Сместите координаты на 143. Перепишите все строки, начиная со строки, в которой есть «of the tank», и до конца материала включительно, прибавив 143 к каждому числу в координатах, а прочие строки перенесите без изменений.

> **Материал для задания**
++++++++

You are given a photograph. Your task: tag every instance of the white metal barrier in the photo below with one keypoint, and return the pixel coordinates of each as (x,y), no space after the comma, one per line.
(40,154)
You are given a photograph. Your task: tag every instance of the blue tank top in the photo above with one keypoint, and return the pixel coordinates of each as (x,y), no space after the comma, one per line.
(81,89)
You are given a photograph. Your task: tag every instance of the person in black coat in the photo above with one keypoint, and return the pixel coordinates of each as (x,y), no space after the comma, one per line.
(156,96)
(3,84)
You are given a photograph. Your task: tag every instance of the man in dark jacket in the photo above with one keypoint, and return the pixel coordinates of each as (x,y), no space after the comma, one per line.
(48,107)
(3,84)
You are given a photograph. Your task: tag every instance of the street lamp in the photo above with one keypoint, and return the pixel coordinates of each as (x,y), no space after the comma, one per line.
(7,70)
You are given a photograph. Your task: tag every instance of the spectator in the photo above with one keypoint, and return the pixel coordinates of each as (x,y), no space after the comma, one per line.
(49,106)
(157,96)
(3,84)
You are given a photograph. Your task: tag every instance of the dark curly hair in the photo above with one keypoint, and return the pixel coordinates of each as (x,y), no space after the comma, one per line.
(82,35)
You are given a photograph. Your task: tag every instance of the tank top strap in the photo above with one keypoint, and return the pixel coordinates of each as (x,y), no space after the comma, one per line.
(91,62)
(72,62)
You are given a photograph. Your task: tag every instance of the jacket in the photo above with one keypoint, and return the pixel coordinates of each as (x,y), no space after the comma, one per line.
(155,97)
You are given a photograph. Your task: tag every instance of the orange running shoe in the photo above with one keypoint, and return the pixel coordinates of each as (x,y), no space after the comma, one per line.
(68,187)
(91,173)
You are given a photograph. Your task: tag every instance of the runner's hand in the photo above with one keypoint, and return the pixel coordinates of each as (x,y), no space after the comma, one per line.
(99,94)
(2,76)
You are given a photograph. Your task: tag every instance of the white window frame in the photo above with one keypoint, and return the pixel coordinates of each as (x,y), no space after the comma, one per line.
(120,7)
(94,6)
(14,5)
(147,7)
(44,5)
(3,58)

++++++++

> **В ответ**
You are given a photograph. Your task: tag every instance of the tank top strap in the photo above with one keypoint, and return the pixel coordinates of each as (x,y), no space after the comma, one per line.
(234,205)
(215,205)
You are given a photograph. Your task: tag every instance of the jacket in the photo above with one keypoint, and return the pixel coordinates of each as (x,y), no space after the comma, one per line.
(298,240)
You are given a photograph. Your task: tag every instance of the orange running shoe in the photo above with one keypoint, and return the pixel coordinates of each as (x,y), no space after the comma, one per line.
(211,330)
(234,316)
You are given a photograph. Your task: tag every instance of the runner's hand in the photo above with one keypoint, and return the pixel coordinates of each as (x,y), no space after the comma, one per line.
(242,237)
(145,219)
You are given a photograph. Your task: tag every instance of the white window frame in the photo above with one keypoint, and return the pixel coordinates of each as (x,y), no space after the comma, one per line.
(263,150)
(237,149)
(157,148)
(290,150)
(187,148)
(146,201)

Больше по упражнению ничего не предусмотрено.